§ **Provided entries**:

>>>

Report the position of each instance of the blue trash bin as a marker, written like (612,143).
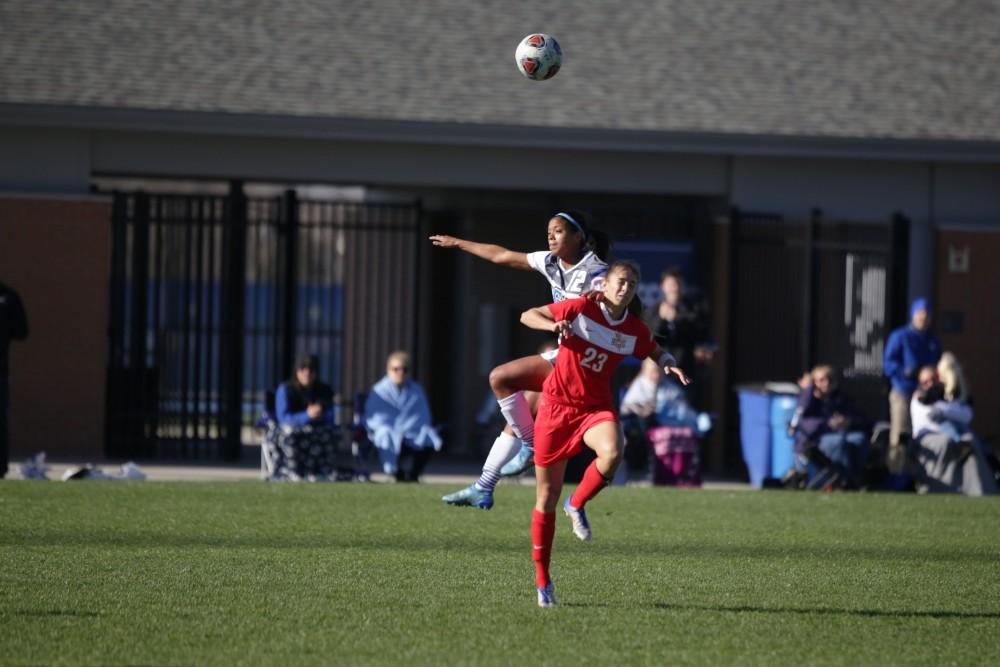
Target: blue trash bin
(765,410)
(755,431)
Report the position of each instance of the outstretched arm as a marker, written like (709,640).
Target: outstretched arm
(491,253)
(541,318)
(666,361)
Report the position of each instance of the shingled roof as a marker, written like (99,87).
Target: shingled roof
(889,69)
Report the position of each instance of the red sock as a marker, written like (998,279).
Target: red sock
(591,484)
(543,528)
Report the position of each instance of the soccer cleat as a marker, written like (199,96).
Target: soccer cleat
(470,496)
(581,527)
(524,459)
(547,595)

<<<
>>>

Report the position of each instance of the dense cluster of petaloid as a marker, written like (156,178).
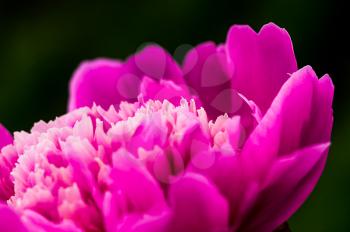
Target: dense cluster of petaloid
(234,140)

<<<
>>>

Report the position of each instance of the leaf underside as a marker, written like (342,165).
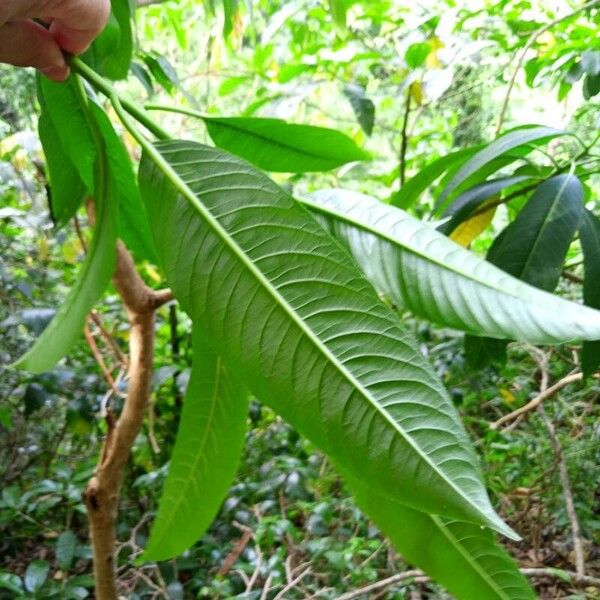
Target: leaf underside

<<<

§ **The exercise**: Tally the lines of the entries above that contain the string "blue", treating uppercase and lowercase as different, and give only the number.

§ **Result**: 2